**Exercise instructions**: The data must be returned in full, with no character altered.
------------------------------
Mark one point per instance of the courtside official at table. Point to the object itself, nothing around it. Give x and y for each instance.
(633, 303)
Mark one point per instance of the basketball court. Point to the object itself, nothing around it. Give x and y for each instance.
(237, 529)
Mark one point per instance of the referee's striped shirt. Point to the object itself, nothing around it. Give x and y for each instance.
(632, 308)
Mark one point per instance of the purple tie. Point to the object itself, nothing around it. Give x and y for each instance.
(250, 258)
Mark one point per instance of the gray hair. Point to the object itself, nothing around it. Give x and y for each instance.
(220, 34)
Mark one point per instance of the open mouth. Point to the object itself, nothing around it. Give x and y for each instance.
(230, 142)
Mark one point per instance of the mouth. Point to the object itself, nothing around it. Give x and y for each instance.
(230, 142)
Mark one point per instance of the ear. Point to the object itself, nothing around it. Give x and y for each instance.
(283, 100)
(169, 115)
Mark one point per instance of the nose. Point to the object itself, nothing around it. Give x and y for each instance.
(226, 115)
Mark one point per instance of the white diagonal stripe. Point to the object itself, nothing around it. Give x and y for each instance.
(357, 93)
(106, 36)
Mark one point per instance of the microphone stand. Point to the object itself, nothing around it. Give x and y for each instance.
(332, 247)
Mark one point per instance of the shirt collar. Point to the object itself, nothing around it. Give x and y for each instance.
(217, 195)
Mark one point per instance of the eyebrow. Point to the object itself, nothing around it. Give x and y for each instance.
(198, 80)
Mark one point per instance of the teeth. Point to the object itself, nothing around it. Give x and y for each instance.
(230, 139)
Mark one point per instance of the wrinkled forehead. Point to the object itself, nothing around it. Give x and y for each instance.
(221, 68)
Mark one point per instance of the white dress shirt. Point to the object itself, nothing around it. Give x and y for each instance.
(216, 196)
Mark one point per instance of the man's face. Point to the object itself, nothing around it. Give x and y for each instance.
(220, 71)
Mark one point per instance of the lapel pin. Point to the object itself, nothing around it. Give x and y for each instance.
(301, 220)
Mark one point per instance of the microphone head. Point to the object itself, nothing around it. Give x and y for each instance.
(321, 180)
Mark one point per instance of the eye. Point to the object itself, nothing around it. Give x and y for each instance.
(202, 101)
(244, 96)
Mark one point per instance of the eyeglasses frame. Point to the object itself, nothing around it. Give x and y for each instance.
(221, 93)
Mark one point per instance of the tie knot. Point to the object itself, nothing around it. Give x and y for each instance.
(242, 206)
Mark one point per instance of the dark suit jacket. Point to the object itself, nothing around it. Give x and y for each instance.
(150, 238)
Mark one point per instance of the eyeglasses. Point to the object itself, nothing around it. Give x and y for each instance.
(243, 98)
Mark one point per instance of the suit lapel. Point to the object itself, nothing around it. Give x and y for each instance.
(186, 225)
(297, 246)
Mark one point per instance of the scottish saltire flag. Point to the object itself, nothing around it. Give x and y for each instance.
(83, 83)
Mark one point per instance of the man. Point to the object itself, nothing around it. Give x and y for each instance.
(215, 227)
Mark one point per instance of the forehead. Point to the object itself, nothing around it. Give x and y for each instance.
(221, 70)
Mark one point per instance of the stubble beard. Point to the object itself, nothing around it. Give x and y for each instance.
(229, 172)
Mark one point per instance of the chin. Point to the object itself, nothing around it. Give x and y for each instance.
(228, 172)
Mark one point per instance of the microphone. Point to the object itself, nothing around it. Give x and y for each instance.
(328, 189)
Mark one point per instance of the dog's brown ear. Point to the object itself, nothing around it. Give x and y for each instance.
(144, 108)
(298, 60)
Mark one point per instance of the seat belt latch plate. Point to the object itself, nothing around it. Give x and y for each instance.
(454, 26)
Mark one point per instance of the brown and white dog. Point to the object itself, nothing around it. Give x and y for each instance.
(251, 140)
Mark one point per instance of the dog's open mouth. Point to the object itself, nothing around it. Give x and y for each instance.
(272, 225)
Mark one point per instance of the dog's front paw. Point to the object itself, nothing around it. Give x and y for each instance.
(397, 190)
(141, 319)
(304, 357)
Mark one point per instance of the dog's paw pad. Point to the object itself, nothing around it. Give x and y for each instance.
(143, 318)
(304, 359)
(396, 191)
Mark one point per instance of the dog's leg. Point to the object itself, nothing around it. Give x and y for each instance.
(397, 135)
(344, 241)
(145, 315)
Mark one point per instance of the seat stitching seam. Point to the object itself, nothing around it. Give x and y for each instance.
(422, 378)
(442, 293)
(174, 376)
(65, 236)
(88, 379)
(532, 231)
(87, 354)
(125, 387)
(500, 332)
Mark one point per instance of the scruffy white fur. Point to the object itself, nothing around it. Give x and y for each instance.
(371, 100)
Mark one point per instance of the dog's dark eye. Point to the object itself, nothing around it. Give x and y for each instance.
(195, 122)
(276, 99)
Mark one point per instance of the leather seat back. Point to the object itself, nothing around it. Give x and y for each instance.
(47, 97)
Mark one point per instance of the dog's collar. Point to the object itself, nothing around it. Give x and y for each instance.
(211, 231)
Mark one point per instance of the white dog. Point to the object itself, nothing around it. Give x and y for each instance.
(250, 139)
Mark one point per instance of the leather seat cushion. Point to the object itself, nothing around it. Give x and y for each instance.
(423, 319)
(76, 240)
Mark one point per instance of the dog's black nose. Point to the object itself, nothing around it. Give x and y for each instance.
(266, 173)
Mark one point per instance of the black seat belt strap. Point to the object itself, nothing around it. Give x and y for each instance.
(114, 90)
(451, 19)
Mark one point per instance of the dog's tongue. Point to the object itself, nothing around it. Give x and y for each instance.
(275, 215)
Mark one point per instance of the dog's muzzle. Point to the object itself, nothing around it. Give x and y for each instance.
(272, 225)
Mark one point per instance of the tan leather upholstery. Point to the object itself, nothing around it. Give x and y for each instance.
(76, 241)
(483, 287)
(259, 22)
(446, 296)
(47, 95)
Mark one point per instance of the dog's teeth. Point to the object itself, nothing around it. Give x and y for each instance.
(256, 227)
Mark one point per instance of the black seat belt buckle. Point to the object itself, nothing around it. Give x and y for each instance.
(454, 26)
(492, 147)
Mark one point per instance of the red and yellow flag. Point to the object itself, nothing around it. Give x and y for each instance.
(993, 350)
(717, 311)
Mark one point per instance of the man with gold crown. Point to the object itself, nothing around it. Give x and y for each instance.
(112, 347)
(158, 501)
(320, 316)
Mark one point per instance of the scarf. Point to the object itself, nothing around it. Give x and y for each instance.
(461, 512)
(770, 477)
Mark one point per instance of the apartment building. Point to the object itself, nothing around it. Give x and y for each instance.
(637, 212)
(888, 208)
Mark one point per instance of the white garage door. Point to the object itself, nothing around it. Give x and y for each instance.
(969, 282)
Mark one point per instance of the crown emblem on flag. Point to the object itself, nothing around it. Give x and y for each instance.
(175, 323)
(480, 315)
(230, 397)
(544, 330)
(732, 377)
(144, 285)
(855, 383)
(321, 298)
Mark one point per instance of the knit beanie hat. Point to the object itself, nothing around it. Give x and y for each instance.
------------------------------
**Solution**:
Mark one point per instance of the courtside official at table. Point to the object itself, nothing around it. Give x and y for each instance.
(633, 303)
Mark one point per instance of the basketball court. Point to the object itself, nothing around it. Give x and y for each instance.
(237, 529)
Mark one point per instance of the referee's striped shirt. Point to the object itself, nothing around it. Give x and y for each instance.
(632, 308)
Mark one point per instance of the purple tie. Point to the object itself, nothing around it. Give x and y for each instance.
(250, 258)
Mark one point per instance of the gray hair. Point to the object itself, nothing around it. Give x and y for each instance.
(220, 34)
Mark one point per instance of the open mouth. Point to the object itself, nothing around it. Give x and y for each instance.
(230, 142)
Mark one point per instance of the mouth. Point to the object itself, nothing around it. Give x and y for each instance.
(230, 142)
Mark one point per instance of the ear. Point to the object itself, nothing around it. Give x and y for each instance.
(283, 100)
(169, 115)
Mark one point per instance of the nose. Point to the object itself, nothing around it. Give x and y for each instance.
(226, 115)
Mark one point per instance of the white diagonal stripe. Point to the object itself, nothing around it. Give x and y for each instance.
(357, 93)
(106, 36)
Mark one point per instance of the microphone stand. Point to the object itself, nothing around it. Give x and y for each instance.
(332, 247)
Mark one point per instance of the shirt collar. Point to the object itself, nothing around it. Give x and y for each instance.
(217, 195)
Mark one point per instance of the eyebrow. Point to the object itself, nothing around it. Give x and y for each instance.
(198, 80)
Mark one point per instance of the teeth. Point to the object itself, nothing around it. Give x and y for each instance.
(230, 139)
Mark one point per instance of the wrinkled forehead. Point to the object itself, nothing around it. Give x and y for each instance.
(221, 68)
Mark one point per instance of the white dress shirt. Point to the object itself, nothing around it. Give x and y for each instance.
(216, 196)
Mark one point per instance of the man's face. Point to the object itself, nothing around it. Give x and y for each instance.
(220, 71)
Mark one point per instance of the lapel pin. Point to the object itself, nothing around it. Give x and y for each instance.
(301, 220)
Mark one point per instance of the microphone head. Point to the object itself, nothing around it. Give x and y for each instance.
(321, 180)
Mark one point per instance of the eye. Point to the object itself, nothing around it. Give x and y for each instance.
(202, 101)
(244, 96)
Mark one point per instance of the eyeglasses frame. Point to the object itself, nothing around it. Give x and y for each instance.
(221, 93)
Mark one point per instance of the tie knot. Point to the object itself, nothing around it. Give x and y for each instance.
(242, 206)
Mark one point per instance of the dark suit jacket. Point to the object itself, nothing around it. Give x and y for each instance.
(150, 238)
Mark one point per instance of the eyeglasses. Point to the object itself, nothing around it. Give x and y for each instance.
(243, 98)
Mark one point per instance of the suit lapel. Point to the object itself, nothing around it. Give x and y for each instance.
(186, 225)
(297, 246)
Mark one point per instance of the scottish saltire flag. Point to the object itself, nothing around it. Give x and y for each instance.
(83, 83)
Mark one point per instance of the man. Point to the object itself, nothing around it. Give x and y for each instance.
(215, 227)
Mark one point per instance of the forehead. Point to the object itself, nothing around it. Give x and y for each instance.
(221, 70)
Mark one point per instance of the stubble beard. Point to the object itself, nothing around it. Give x and y for each instance.
(229, 172)
Mark one point per instance of the chin. Point to the object itself, nothing around it. Give x and y for each instance.
(228, 172)
Mark one point per instance of the microphone. Point to the object itself, nothing around it. Give x and y for each instance.
(328, 189)
Mark one point per instance of the dog's brown ear. Point to the object itself, nothing around it. Give x and y for each instance.
(144, 108)
(298, 60)
Mark one point per instance of the seat belt latch plate. Point to the object itself, nothing around it. Give x and y for each instance.
(454, 26)
Mark one point per instance of the brown and white dog. Point to the object itself, nothing around it. Give x and y for each instance.
(251, 140)
Mark one point per instance of the dog's open mouth. Point to the object itself, nothing around it. Give x and y for each instance.
(272, 225)
Mark one point per instance of the dog's front paw. Point to the object itself, nothing around it. Give x and y for each instance.
(397, 190)
(141, 319)
(304, 357)
Mark one point per instance of the dog's paw pad. Point to the object itself, nothing around it. Give x and y for each instance.
(143, 318)
(304, 359)
(396, 191)
Mark one point per instance of the dog's leg. Point to the object itself, nothing around it. Give x and y for each instance.
(397, 135)
(344, 241)
(145, 315)
Mark one point per instance of the seat stitching seam. Point to the object itself, nothing around it. Give x and y for each instance.
(422, 378)
(442, 293)
(174, 376)
(65, 236)
(88, 379)
(532, 231)
(87, 354)
(125, 387)
(500, 332)
Mark one point per instance of the scruffy white fur. Point to the object itself, nothing around it. Give x and y for each instance.
(371, 100)
Mark one point per instance of the dog's dark eye. Point to the object itself, nothing around it. Give x and y for each instance.
(195, 122)
(276, 99)
Mark one point per instance of the leather seat back. Point to the object itself, nothing around it. Give x and y for each instance.
(47, 97)
Mark one point per instance of the dog's collar. Point to the object itself, nothing around it. Give x and y for each instance.
(211, 231)
Mark one point per instance of the white dog. Point to the object itself, nothing around it. Give x and y for each instance.
(250, 139)
Mark one point per instance of the leather seat cushion. Point to the object itself, nothing around it. Give x and y for each instance.
(423, 319)
(76, 240)
Mark one point per instance of the dog's black nose. Point to the object itself, nothing around it. Give x and y for each instance.
(266, 173)
Mark one point per instance of the black seat belt strap. Point to the object itself, nothing around it. Give x and y for each instance.
(114, 90)
(451, 19)
Mark one point per instance of the dog's tongue. Point to the object itself, nothing around it. Give x and y for each instance.
(275, 215)
Mark one point per instance of the dog's muzzle. Point to the object itself, nothing around it. Give x and y for each instance.
(272, 225)
Mark one point per instance of the tan leather upholstery. Point to the object itself, nothing around it. Give x and y for each instance.
(76, 241)
(483, 287)
(259, 22)
(446, 296)
(47, 95)
Mark one point per instance of the dog's teeth. Point to the object itself, nothing around it. Give x and y for each instance.
(256, 227)
Mark one point per instance of the black seat belt buckle. Point to the object itself, nothing around it. Give x and y for each instance.
(454, 26)
(492, 147)
Mark one point per instance of the red and yellow flag. Point to the object itself, nothing around it. Give x and y for each instance.
(993, 350)
(717, 311)
Mark one point per instance of the man with gold crown. Point to the object itself, nothing around it. Give x and y for each instance.
(112, 347)
(158, 501)
(320, 316)
Mark one point per instance of the scarf. Point to the object itself, nothing around it. Give x and y for each instance.
(461, 512)
(770, 477)
Mark one point per instance of the apartment building. Point to the object itself, nothing around it. Give x and y for each instance.
(637, 212)
(888, 208)
Mark one point per instance of the white garage door. Point to the object itself, nothing around it. Give x and y for each instance.
(969, 282)
Mark one point per instance of the crown emblem on flag. Point to the object itself, nothing around it. Give x and y for each instance.
(175, 323)
(480, 315)
(230, 397)
(544, 330)
(732, 377)
(144, 285)
(855, 383)
(321, 298)
Mark one point per instance of the knit beanie hat. Point to the object itself, nothing around it. Give x and y for each instance.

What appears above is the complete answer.